* Reading text
WIB Listening Party #40: Territory

featuring…

Alvin Youngblood Hart, Territory

🍺 Anchor Steam Beer

Words & photos: Vincent Abbate

Last time out, while revisiting 1999’s Greens From The Garden, I found myself thinking about another, similarly eclectic blues album from the same period: Alvin Youngblood Hart’s Territory. This 1998 release was the follow-up to Hart’s stunning debut Big Mama’s Door – a record that had catapulted the Oakland, California native to the forefront of an emerging wave of traditionally minded acoustic bluesmen. Just two years later, he made a clear statement informing the world he was not going to be pigeonholed.

Even today, Hart’s “music is music” philosophy is right there on his website for all to see: “I have a great disdain for genre segregation. I try to avoid that practice.”

On Territory, the big man with the powerful hands put his money where his mouth is. True, the album includes a few traditionals, performed in the spirit of Leadbelly and Bukka White, as well as an update of Skip James’s “Illinois Blues.” But on the whole, the musical ground Hart stakes with the disc’s eleven cuts goes well beyond what anyone was expecting at the time.

* Goal of the exercise
Reproduce the listening-party piece on Alvin Youngblood Hart's Territory in full, word for word.

* Material shown
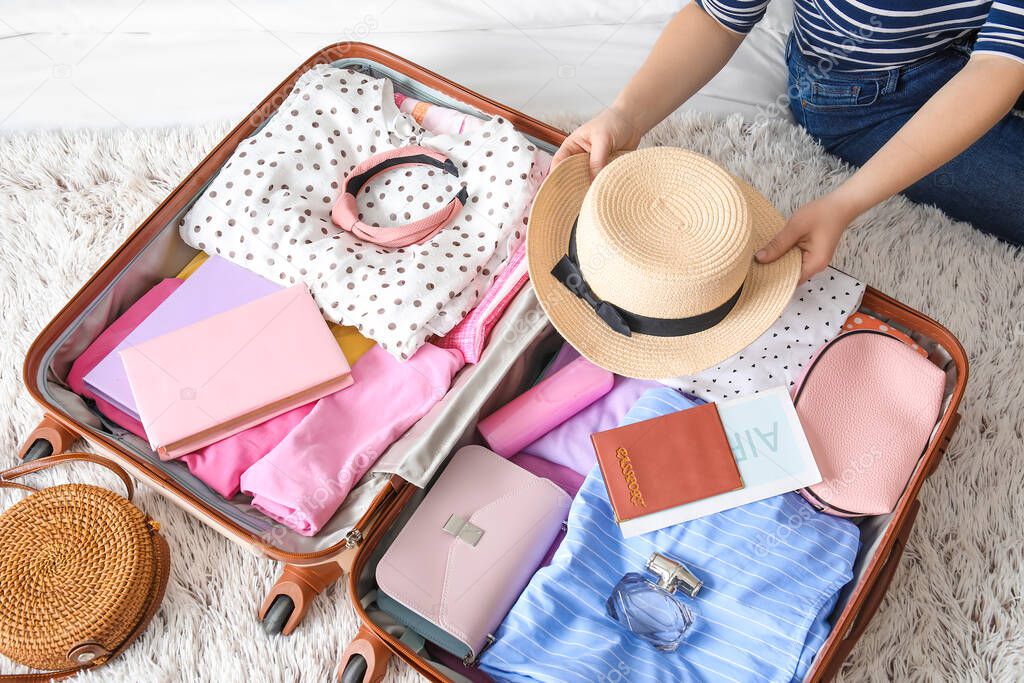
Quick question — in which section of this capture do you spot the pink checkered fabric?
[434,242,529,364]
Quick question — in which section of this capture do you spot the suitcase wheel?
[262,595,296,638]
[338,654,367,683]
[22,438,53,462]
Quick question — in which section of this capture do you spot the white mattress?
[0,0,792,132]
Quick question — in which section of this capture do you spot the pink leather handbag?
[377,445,571,663]
[793,330,945,517]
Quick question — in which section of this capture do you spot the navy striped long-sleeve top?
[696,0,1024,71]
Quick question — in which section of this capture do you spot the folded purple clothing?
[522,344,662,476]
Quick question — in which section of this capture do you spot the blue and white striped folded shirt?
[696,0,1024,72]
[480,387,859,683]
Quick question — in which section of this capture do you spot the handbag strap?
[0,453,161,683]
[0,453,135,501]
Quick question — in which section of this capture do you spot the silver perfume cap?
[647,553,703,598]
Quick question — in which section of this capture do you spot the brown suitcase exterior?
[22,43,968,681]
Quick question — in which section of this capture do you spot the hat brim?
[526,155,801,379]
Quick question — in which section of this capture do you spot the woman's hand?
[756,193,857,282]
[552,105,643,177]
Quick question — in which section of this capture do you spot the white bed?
[0,0,793,132]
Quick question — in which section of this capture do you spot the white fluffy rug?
[0,117,1024,682]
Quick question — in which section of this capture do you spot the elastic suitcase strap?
[331,145,469,247]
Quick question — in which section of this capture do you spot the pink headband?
[331,146,468,247]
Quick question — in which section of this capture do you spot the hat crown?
[577,147,753,318]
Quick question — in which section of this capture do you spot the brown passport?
[591,403,743,522]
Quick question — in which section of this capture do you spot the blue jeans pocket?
[798,76,882,112]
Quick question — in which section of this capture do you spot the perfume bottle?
[605,553,703,652]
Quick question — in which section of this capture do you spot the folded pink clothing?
[68,278,321,498]
[434,150,551,365]
[434,242,529,364]
[242,344,463,536]
[68,278,184,438]
[181,401,313,498]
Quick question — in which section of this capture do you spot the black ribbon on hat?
[551,219,743,337]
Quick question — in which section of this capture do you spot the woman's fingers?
[755,220,806,263]
[551,131,586,166]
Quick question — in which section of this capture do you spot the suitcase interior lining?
[25,58,554,554]
[356,313,957,671]
[28,59,956,613]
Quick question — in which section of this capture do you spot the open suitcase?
[22,43,968,682]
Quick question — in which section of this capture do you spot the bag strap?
[0,453,135,501]
[0,453,163,683]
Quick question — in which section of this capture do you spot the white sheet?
[0,0,792,131]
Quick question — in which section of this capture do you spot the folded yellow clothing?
[176,252,377,366]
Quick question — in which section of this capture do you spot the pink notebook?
[121,285,352,460]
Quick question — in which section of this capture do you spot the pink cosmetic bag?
[793,330,945,517]
[377,445,571,661]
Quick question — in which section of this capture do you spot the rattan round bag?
[0,454,169,677]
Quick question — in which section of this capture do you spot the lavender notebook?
[83,256,282,419]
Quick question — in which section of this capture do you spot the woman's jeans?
[786,36,1024,245]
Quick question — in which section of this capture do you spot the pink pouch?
[793,330,945,517]
[377,445,570,661]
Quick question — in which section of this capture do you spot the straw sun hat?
[526,147,800,379]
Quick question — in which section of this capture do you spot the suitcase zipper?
[345,526,362,550]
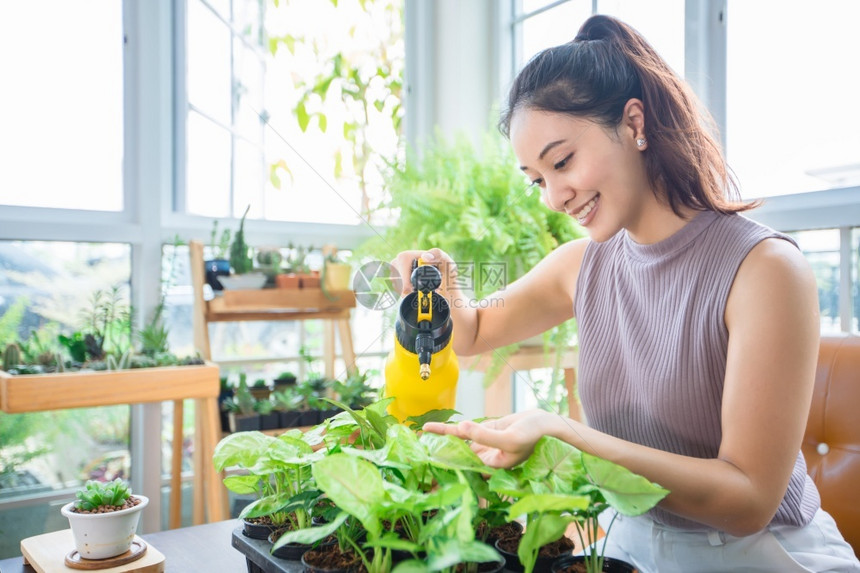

* Written answer
WIB Listening Party #40: Territory

featuring…

Alvin Youngblood Hart, Territory

🍺 Anchor Steam Beer

Words & photos: Vincent Abbate

Last time out, while revisiting 1999’s Greens From The Garden, I found myself thinking about another, similarly eclectic blues album from the same period: Alvin Youngblood Hart’s Territory. This 1998 release was the follow-up to Hart’s stunning debut Big Mama’s Door – a record that had catapulted the Oakland, California native to the forefront of an emerging wave of traditionally minded acoustic bluesmen. Just two years later, he made a clear statement informing the world he was not going to be pigeonholed.

Even today, Hart’s “music is music” philosophy is right there on his website for all to see: “I have a great disdain for genre segregation. I try to avoid that practice.”

On Territory, the big man with the powerful hands put his money where his mouth is. True, the album includes a few traditionals, performed in the spirit of Leadbelly and Bukka White, as well as an update of Skip James’s “Illinois Blues.” But on the whole, the musical ground Hart stakes with the disc’s eleven cuts goes well beyond what anyone was expecting at the time.